Your assignment: Count how many lines of the data include "text". The answer is that number and nothing else.

Dataset extract:

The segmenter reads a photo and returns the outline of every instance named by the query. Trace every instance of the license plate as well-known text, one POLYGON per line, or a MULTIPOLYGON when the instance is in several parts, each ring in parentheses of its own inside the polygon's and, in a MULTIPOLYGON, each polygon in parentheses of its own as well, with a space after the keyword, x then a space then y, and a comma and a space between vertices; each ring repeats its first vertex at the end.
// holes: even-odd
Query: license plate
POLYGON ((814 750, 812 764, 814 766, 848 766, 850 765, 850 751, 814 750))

* * *

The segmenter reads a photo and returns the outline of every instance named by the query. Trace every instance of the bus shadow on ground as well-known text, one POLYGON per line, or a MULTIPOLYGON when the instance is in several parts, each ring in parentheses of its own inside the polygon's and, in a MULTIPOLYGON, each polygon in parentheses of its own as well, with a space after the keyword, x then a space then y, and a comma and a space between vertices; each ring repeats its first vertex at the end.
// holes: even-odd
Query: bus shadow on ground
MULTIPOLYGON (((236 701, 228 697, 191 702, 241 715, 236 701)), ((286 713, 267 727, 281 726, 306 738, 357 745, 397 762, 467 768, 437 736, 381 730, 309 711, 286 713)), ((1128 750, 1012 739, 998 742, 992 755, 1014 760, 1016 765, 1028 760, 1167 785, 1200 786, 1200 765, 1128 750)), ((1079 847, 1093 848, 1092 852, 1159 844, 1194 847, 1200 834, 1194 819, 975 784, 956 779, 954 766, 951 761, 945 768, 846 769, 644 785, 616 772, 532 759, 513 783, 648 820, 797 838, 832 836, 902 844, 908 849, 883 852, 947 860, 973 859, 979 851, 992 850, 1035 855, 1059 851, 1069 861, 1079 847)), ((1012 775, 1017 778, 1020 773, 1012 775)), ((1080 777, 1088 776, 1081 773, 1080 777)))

Written response: 2